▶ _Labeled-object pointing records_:

◆ ◆ ◆ ◆ ◆ ◆ ◆

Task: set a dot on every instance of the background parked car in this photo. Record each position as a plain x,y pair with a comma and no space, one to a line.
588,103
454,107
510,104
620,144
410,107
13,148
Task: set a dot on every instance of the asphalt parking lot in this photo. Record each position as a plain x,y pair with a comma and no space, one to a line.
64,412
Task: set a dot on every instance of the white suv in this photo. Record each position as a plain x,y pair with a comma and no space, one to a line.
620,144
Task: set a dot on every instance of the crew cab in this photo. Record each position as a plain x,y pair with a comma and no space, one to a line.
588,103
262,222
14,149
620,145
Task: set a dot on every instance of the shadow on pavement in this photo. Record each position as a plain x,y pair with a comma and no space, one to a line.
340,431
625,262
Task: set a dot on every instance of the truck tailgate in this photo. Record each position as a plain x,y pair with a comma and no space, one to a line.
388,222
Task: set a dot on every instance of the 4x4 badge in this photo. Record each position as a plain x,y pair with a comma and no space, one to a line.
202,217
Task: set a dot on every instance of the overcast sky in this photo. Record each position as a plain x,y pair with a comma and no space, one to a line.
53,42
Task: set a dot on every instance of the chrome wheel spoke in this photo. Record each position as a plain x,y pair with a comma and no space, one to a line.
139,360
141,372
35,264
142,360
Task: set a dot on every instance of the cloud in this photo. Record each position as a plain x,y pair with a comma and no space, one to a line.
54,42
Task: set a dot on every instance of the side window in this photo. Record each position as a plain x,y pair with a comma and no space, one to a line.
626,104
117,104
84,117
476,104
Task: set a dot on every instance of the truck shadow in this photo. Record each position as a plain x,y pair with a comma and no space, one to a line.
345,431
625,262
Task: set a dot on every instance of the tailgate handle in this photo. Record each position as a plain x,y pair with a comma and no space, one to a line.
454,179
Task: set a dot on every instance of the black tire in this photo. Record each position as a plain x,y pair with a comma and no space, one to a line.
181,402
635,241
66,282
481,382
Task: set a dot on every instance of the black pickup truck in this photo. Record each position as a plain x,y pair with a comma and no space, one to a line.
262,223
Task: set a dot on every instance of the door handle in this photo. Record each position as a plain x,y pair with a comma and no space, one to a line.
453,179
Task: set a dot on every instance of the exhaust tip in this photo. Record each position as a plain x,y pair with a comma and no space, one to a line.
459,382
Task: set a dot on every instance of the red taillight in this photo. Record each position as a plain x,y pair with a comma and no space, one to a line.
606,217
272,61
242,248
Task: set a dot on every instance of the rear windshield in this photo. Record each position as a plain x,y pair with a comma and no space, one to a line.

◆ ◆ ◆ ◆ ◆ ◆ ◆

Please output the stretch from the line containing "Task: set a dot on every instance of the door" through the end of the records, copied line for line with nothing changed.

Task: set a dot on every instance of the door handle in this photo. Record each position as a plain x,y pair with a comma and no space, one to a line.
453,179
Task: set a dot on every instance of the exhaust tip in this photo. Record each position as a plain x,y pair with a comma and no space, one to a line.
459,382
Task: set a dot on every instance of the red taillight in this photo. Record each position as a plain x,y pair with a comma and no space, one to a line.
606,217
272,61
242,248
Task: set a dot on every instance of the rear windshield in this photo. Record each position as a plain x,y pair with a comma and no space, one to a line.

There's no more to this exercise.